* Problem to work on *
Rewrite every line of the rows below as a numbered list, omitting blank lines and leaving the pictures out of the answer.

* START Data for the task *

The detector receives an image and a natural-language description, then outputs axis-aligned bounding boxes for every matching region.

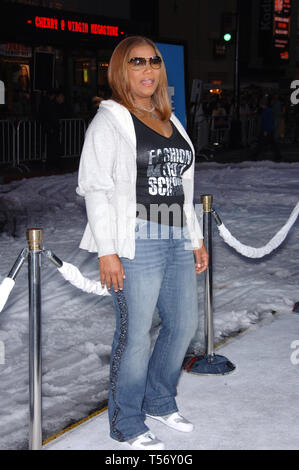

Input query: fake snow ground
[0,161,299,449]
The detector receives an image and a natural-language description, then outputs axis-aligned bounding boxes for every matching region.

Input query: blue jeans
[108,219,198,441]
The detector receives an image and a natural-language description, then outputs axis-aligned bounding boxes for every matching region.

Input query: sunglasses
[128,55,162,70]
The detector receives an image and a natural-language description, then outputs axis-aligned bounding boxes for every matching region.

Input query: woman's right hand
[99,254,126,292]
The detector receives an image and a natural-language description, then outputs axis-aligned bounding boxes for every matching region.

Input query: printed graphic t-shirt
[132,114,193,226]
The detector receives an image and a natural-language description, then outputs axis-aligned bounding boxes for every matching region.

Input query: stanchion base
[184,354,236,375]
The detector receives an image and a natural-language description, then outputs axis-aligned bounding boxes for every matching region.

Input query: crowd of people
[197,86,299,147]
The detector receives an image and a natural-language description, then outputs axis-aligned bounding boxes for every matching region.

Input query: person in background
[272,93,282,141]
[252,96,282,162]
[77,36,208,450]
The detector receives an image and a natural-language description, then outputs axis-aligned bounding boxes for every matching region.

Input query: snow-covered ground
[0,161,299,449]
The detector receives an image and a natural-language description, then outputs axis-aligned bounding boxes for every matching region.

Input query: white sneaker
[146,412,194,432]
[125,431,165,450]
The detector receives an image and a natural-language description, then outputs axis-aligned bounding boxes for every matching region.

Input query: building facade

* END Data for the task *

* The reply *
1. The detector receives an image and a natural-language description, then outputs axis-aligned bounding boxes for every matching region.
2. Input query: fake snow ground
3. [0,161,299,449]
4. The detector receives an image and a natural-language description, then outputs axis-aligned bounding boxes for every matching region.
5. Input query: blue jeans
6. [108,219,198,441]
7. The detector receives an image and a natural-language description, then outputs axis-aligned bounding boxes for every matching region.
8. Input query: sunglasses
9. [128,55,162,70]
10. The detector receives an image and a natural-language description, then outputs axis-aligned bounding boxes for every matching region.
11. Input query: woman's right hand
12. [99,254,126,292]
13. The detector receives an image and a natural-language description, then outputs axis-aligned bounding boxes for every matching region.
14. Input query: printed graphic t-shirt
15. [132,114,193,226]
16. The detector receives an image and a natural-language description, then outputs axis-aligned bounding boxes for every matching region.
17. Input query: stanchion base
18. [184,354,236,375]
19. The detector receives an image and a natural-language description, then outputs axis-aligned bounding boxes for every matching region.
20. Input query: crowd of people
21. [197,86,299,147]
22. The detector receives an image and a natural-language description, then outputs axis-aligned bounding boxes for every matching region.
23. Input query: person in background
24. [272,93,282,141]
25. [252,96,282,162]
26. [77,36,208,450]
27. The detector receives an image and a natural-language description, then outputs axis-aligned bounding boxes for every matching region.
28. Input query: snow-covered ground
29. [0,161,299,449]
30. The detector receives an image and a natural-language description, then outputs axis-aligned bounding boxes for every matching region.
31. Input query: white sneaker
32. [146,412,194,432]
33. [125,431,165,450]
34. The detector receives an image and a natural-language description, then outputs axis-aligned bounding boxes for every matching region.
35. Input query: building facade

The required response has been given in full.